:: Schriftliche Aufgabe ::
Fasse den Absatz „Wichtigste Erkenntnis: Moderne Väter“ aus dem Artikel über moderne Väter als kurze Stichpunktliste zusammen und behalte dabei seine wichtigsten Fakten bei.

:: Ausgangstext ::
*-*-*
18. Februar 2023
Familie

Papas von heute sind gute Kumpel

Wie sehen sich moderne Väter und was wünschen sie sich? Eine Studie bringt Licht ins Dunkel

Moderne Väter wollen sich in die Familie einbringen. Wunsch und Wirklichkeit kommen dabei nicht immer zusammen. Foto: Technische Universität Braunschweig

Eins steht fest: Das Bild vom strengen Familienoberhaupt ist in die Mottenkiste gewandert. Papas wollen heute alles sein, bloß nicht wie ihre Väter und Großväter. Dass sie dem eigenen Wunschbild trotzdem nicht immer entsprechen, ist eine andere Geschichte.

Eine Studie der Technischen Universität Braunschweig und der Fachhochschule Kiel deckt auf, wo es hakt und wie die neuen „Kumpel-Väter“ denn nun eigentlich aussehen. Bundesweit wurden dafür mehr 2000 Teilnehmer online befragt, 55 Interviews geführt und sieben der erfolgreichsten Instagram-Accounts beleuchtet.

Freund statt Ernährer

Wichtigste Erkenntnis: Moderne Väter wollen mitfühlend und emphatisch sein, ein „guter Freund“ ihrer Kinder und nicht mehr unbedingt derjenige, der die Brötchen verdient. Rund 60 Prozent der Befragten setzten deshalb diesen Punkt ganz oben auf die Liste. Für finanzielle Sicherheit zu sorgen, hielten dagegen nur 12 Prozent für wichtig – zumeist Väter aus sozial schwachen Familien. „Das Ideal des emotionalen Vaters ist weit verbreitet“, erklärt Dr. Kim Bräuer von der TU. Als Vorbild diene der Freundes- und Bekanntenkreis. „Der eigene Vater wird dagegen eher negativ gesehen. Er wurde als zu ‘bestimmend’ und zu ’abwesend’ kritisiert“, so Bräuer.
Bräuer lehrt am Institut für Soziologie, Arbeit und Organisation der TU Braunschweig und hat zusammen mit Prof. Dr. Kai Marquardsen von der Fachhochschule Kiel sowie Flora Brzosa (TU Braunschweig) und Anne-Christin Eggers (Familienbüro der TU) die VAPRO-Studie „You don’t need to be Superheroes“ erstellt.
*-*-*
:: Bereitgestellte Angaben ::

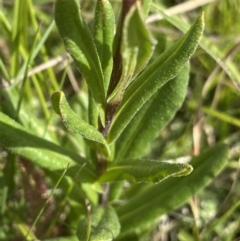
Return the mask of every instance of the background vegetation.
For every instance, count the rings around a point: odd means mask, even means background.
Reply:
[[[94,2],[81,1],[89,26]],[[110,2],[118,17],[120,1]],[[148,157],[185,160],[225,142],[231,149],[229,161],[211,185],[178,210],[159,217],[142,240],[230,241],[240,237],[240,1],[153,0],[147,24],[158,41],[155,58],[182,35],[185,23],[192,23],[203,10],[205,34],[191,59],[187,97],[174,120],[149,146]],[[170,17],[160,19],[162,11]],[[50,102],[54,91],[63,90],[73,109],[83,118],[87,115],[86,84],[65,53],[53,16],[54,0],[0,1],[0,110],[16,120],[20,113],[21,122],[35,134],[84,154],[83,140],[65,131]],[[19,102],[14,94],[7,99],[7,88],[17,88],[23,99]],[[13,111],[12,103],[24,111]],[[96,198],[93,187],[84,184],[77,188],[67,177],[54,188],[58,176],[7,153],[1,145],[0,178],[0,240],[22,240],[27,233],[27,240],[60,240],[57,237],[64,236],[68,238],[61,240],[70,240],[84,212],[78,200],[86,193],[89,199]]]

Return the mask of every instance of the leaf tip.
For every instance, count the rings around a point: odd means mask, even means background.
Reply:
[[[63,98],[64,94],[61,91],[56,91],[52,94],[51,96],[51,101],[52,101],[52,105],[53,105],[53,109],[54,111],[58,114],[61,115],[61,111],[59,108],[59,104],[61,102],[61,99]]]

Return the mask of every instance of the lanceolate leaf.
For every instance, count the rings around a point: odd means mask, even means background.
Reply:
[[[194,171],[190,175],[168,178],[159,184],[151,185],[125,205],[119,206],[117,213],[122,226],[121,233],[146,225],[187,202],[223,169],[227,162],[228,151],[228,147],[224,144],[208,149],[192,159],[190,164]]]
[[[93,207],[88,218],[78,224],[79,241],[111,241],[120,232],[116,211],[111,206]]]
[[[201,15],[190,30],[150,64],[124,94],[109,130],[108,142],[114,141],[143,104],[167,81],[173,79],[195,52],[204,28]]]
[[[110,152],[103,135],[95,127],[89,125],[73,112],[63,92],[56,91],[52,94],[52,104],[55,112],[62,117],[62,121],[69,131],[80,134],[88,140],[103,144],[108,152]]]
[[[32,135],[3,113],[0,113],[0,145],[10,152],[52,171],[61,171],[70,164],[69,170],[71,166],[74,166],[77,172],[84,165],[81,181],[92,182],[96,179],[94,171],[86,159],[50,141]]]
[[[187,90],[189,64],[154,94],[129,122],[116,141],[115,159],[140,158],[181,106]]]
[[[108,0],[97,0],[94,18],[94,42],[100,58],[105,94],[112,73],[112,45],[114,37],[114,12]]]
[[[117,96],[113,97],[114,101],[122,99],[126,87],[148,63],[153,49],[153,38],[142,20],[139,8],[134,5],[124,21],[121,45],[122,76],[111,95],[118,92]]]
[[[55,20],[66,50],[87,81],[95,101],[103,109],[103,73],[93,38],[81,16],[79,1],[57,0]]]
[[[100,177],[100,182],[132,181],[157,183],[168,177],[185,176],[192,171],[186,163],[170,163],[154,160],[124,160],[111,163]]]

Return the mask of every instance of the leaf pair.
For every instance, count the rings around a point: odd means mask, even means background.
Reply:
[[[77,0],[57,0],[55,20],[65,48],[87,81],[104,123],[112,71],[114,14],[111,5],[107,0],[97,1],[93,35],[82,19]]]
[[[158,89],[180,73],[195,52],[203,28],[204,19],[201,15],[181,39],[147,66],[129,86],[113,118],[107,137],[109,143],[118,138],[135,114]]]

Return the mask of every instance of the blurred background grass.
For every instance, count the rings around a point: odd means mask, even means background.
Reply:
[[[94,2],[81,1],[90,27]],[[117,18],[120,1],[111,3]],[[240,1],[153,0],[147,24],[158,40],[156,58],[202,11],[205,35],[191,59],[186,100],[146,156],[185,160],[225,142],[231,147],[229,162],[208,188],[132,240],[240,240]],[[54,0],[0,0],[0,110],[33,133],[84,155],[81,137],[65,132],[52,115],[50,96],[63,89],[74,110],[87,116],[86,85],[65,53],[53,16]],[[0,178],[0,240],[23,240],[58,177],[0,146]],[[91,189],[65,178],[27,240],[70,240],[84,213],[85,195],[96,199]]]

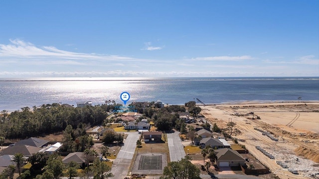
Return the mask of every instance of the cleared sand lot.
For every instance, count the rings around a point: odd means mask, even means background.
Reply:
[[[220,128],[226,128],[229,121],[235,122],[239,131],[232,136],[281,178],[300,179],[319,172],[319,167],[315,165],[319,162],[319,103],[246,103],[201,107],[201,113]],[[248,114],[251,112],[255,119]],[[257,116],[261,119],[256,119]],[[279,141],[271,140],[255,128],[272,133]],[[266,157],[256,146],[263,147],[276,159]],[[293,175],[283,169],[276,164],[279,161],[286,163],[300,174]]]

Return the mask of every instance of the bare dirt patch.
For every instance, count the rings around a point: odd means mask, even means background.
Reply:
[[[49,134],[40,139],[44,139],[49,141],[61,142],[63,140],[63,134],[62,132]]]

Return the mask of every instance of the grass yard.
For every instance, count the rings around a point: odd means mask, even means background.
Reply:
[[[111,126],[111,128],[112,129],[114,129],[115,128],[117,128],[119,126],[123,127],[123,126],[121,124],[121,123],[117,123],[117,124],[112,124],[112,125]]]
[[[114,128],[114,131],[115,132],[136,132],[136,130],[126,130],[124,129],[124,127],[117,127]]]
[[[184,147],[184,150],[185,151],[185,153],[187,154],[189,149],[189,155],[193,155],[196,154],[200,154],[200,152],[201,150],[199,149],[199,148],[196,146],[188,146]]]
[[[230,145],[230,148],[234,150],[244,150],[244,149],[243,149],[242,147],[241,147],[241,146],[240,146],[240,145],[239,144],[231,144]]]
[[[112,168],[112,165],[113,164],[112,162],[102,162],[103,163],[106,164],[108,165],[108,166],[110,167],[110,168]]]
[[[108,159],[116,159],[116,156],[114,156],[114,155],[111,155],[111,156],[106,156],[106,158]]]
[[[167,135],[166,134],[163,134],[161,135],[161,140],[165,142],[167,142]]]
[[[181,139],[183,139],[183,140],[186,140],[187,139],[187,137],[186,137],[186,135],[185,134],[179,134],[179,138]]]

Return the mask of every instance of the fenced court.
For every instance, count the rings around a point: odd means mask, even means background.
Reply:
*-*-*
:: Die Antwort ::
- Moderne Väter wollen mitfühlend sein und ein „guter Freund“ ihrer Kinder, nicht unbedingt der Ernährer der Familie.
- Rund 60 Prozent der Befragten setzten diesen Punkt ganz oben auf die Liste.
- Nur 12 Prozent hielten finanzielle Sicherheit für wichtig, meist Väter aus sozial schwachen Familien.
- Laut Dr. Kim Bräuer von der TU ist das Ideal des emotionalen Vaters weit verbreitet. Als Vorbild dient der Freundes- und Bekanntenkreis.
- Der eigene Vater wird eher negativ gesehen und als zu bestimmend und zu abwesend kritisiert.